[Problem requirements] Continue the text on Ohio case law about juror nondisclosure during voir dire from the point where it stops.

[Given text]
Further, in the second paragraph of the syllabus, the Court adopted an abuse of discretion standard for appellate courts when reviewing the actions of a trial court in conducting a hearing regarding a motion for a new trial:

2. In determining whether a juror failed to answer honestly a material question on voir dire and whether that nondisclosure provided a basis for a for-cause challenge, an appellate court may not substitute its judgment for the trial court's judgment unless it appears that the trial court's attitude was unreasonable, arbitrary, or unconscionable. (Pearson v. Gardner Cartage Co., Inc. (1947), 148 Ohio St. 425, 36 O.O. 77, 76 N.E.2d 67, paragraph two of the syllabus, followed.)

When the trial court denied the motion for a new trial, it commented that while the juror may not have answered all the questions fully, the trial court didn't believe that the juror gave false information in the questions he did answer. The trial court looked at the answers as being incomplete as opposed to false.

Plaintiff's counsel focused on the fact that had he known the total information, he would have used a preemptory challenge to remove the juror. The Ohio Supreme Court, however, decided that it is not enough to claim that the juror wouldn't have been seated because of a preemptory challenge. Rather, the moving party must show that a "for cause" challenge would have been granted.

The Grundy case has been followed by the Court of Appeals for the First Appellate District in Effective Shareholder Solutions, Inc. v. National City Bank, 2009 Ohio 6200. In the Shareholders case, the juror was an attorney who worked for a large law firm that at one time represented one of the parties in the litigation.

In affirming the trial court's decision not to grant a new trial, the appellate court wrote the following:

"In Grundy v. Dhillon, the Ohio Supreme Court addressed the question of when a party is entitled to a new trial on the basis of a juror's failure to disclose information during voir dire. The court held that the moving party must show that a juror failed to answer honestly a material question on voir dire and that the moving party was prejudiced by the presence on the trial jury of a juror who failed to disclose material information."

[Dataset excerpts]
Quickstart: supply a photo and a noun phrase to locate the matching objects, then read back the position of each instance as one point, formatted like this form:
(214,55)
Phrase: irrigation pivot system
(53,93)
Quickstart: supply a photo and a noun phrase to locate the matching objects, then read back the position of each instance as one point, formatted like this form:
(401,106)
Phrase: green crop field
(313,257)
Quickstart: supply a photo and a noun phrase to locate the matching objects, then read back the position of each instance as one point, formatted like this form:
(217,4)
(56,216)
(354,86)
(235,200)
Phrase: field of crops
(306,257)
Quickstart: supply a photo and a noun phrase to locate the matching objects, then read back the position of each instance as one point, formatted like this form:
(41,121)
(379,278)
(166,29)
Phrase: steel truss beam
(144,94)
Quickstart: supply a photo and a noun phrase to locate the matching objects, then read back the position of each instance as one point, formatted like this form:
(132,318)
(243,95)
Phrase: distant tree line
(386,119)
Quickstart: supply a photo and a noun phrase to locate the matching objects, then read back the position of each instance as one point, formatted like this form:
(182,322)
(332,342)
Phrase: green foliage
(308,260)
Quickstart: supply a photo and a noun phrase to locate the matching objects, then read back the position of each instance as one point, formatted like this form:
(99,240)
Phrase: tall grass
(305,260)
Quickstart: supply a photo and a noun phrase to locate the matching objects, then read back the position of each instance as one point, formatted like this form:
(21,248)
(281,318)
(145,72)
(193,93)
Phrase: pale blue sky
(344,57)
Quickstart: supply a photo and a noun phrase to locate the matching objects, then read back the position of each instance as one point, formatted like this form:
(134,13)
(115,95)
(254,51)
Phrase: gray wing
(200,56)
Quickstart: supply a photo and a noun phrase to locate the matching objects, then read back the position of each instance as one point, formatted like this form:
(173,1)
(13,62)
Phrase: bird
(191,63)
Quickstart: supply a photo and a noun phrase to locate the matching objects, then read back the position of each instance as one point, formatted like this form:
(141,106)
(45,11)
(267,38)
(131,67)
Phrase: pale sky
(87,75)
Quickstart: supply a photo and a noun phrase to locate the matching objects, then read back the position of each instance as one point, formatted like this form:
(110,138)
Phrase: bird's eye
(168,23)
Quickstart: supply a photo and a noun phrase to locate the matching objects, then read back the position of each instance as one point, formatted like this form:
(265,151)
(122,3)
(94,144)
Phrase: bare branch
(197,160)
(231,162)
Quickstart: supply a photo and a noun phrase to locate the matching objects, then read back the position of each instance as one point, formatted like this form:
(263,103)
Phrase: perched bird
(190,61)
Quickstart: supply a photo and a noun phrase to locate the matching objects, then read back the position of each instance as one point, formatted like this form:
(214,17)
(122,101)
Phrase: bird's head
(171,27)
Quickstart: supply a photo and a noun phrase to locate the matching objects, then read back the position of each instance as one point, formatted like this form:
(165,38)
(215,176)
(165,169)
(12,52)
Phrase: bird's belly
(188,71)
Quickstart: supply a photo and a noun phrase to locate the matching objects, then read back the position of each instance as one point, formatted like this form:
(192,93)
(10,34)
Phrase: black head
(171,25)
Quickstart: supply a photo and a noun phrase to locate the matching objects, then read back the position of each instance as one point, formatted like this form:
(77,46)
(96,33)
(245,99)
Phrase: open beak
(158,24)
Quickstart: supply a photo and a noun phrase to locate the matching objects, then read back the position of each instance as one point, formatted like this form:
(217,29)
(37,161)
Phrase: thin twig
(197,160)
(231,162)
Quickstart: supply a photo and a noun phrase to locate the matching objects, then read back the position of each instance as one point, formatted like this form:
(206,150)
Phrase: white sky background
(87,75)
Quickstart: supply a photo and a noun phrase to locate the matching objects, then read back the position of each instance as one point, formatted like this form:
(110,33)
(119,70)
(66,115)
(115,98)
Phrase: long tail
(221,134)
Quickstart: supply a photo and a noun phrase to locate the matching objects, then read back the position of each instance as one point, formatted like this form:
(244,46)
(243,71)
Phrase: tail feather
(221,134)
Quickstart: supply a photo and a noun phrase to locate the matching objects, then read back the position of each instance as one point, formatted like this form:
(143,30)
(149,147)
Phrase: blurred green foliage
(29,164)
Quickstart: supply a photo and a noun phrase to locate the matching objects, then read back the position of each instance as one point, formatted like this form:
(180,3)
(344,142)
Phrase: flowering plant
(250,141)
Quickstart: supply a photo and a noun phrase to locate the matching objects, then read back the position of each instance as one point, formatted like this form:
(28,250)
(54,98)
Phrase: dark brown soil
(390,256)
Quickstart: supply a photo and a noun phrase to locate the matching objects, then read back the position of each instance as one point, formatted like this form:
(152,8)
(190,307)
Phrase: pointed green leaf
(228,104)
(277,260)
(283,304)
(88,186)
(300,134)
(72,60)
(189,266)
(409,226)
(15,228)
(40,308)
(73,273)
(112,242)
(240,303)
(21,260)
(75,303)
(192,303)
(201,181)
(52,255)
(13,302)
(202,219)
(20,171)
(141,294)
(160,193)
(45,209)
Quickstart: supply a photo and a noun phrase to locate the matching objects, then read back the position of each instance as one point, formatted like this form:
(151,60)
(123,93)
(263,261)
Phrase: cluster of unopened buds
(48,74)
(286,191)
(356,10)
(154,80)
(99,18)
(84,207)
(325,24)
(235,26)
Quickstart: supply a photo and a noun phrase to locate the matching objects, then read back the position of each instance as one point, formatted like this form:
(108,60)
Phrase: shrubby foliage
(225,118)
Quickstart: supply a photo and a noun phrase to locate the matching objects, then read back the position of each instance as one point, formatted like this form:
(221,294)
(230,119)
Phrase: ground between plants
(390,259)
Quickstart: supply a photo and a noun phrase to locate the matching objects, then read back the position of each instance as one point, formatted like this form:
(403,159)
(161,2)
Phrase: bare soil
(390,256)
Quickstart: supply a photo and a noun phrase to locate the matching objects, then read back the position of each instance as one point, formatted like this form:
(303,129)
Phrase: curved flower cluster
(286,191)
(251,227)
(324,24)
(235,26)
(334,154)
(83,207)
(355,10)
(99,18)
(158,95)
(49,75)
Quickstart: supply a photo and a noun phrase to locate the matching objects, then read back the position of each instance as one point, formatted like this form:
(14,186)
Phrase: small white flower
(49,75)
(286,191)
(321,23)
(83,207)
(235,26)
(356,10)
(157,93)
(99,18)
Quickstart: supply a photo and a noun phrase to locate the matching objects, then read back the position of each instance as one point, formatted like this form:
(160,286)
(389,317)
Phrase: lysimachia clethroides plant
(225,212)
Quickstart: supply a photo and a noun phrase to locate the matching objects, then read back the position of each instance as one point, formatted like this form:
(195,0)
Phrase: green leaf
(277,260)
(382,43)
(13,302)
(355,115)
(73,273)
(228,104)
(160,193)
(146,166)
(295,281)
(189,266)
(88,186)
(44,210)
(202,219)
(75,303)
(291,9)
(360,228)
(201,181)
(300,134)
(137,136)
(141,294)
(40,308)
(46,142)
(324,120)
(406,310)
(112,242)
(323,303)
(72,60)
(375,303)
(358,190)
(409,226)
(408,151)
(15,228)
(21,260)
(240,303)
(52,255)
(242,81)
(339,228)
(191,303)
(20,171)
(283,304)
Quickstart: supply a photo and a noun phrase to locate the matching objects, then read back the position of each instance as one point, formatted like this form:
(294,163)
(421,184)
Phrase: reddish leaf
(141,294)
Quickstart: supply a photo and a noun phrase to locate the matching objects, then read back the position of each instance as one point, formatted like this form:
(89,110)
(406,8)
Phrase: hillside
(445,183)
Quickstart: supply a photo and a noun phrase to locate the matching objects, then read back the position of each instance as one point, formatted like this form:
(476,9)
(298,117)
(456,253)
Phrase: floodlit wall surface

[Answer to the problem]
"ESS failed to satisfy the first part of the Grundy test--that [the attorney] failed to answer a material question honestly. At no point in its argument below or before this court has ESS pointed to a question that [the attorney] answered incorrectly. ESS argues that "while ESS does not contend that [the attorney] deliberately failed to disclose his two conflicts of interest, he nevertheless failed to inform the Court that his law firm represented one of the parties at the time of the trial and that his wife's firm represented the predecessor bank, Provident." ESS contends that this is "sufficient to satisfy the first prong of the Grundy test." It is not."

In both the Grundy case and also the ESS case, the appellate courts focused on the determination by the trial court that the juror had not been dishonest, i.e., had not deliberately left out the missing information. Once that is shown, then the next question is, whether the trial court would have sustained a challenge for cause if the missing information had been known.

In Grundy, the trial court had determined that the juror had not intentionally left out the information and that if known the information would not have resulted in a successful challenge for cause. In the ESS case, the Court of Appeals did not address the issue of whether the trial court would have sustained a challenge for cause because it found that the attorney had not intentionally omitted the information regarding his firm's involvement with one of the parties.

So, if a motion for a new trial is filed because of a juror not completely answering questions on voir dire, the trial court must first determine whether the information was intentionally omitted and if it was, whether the omitted information would have led to a successful challenge for cause. Unless both parts of the test are satisfied, the motion must be denied.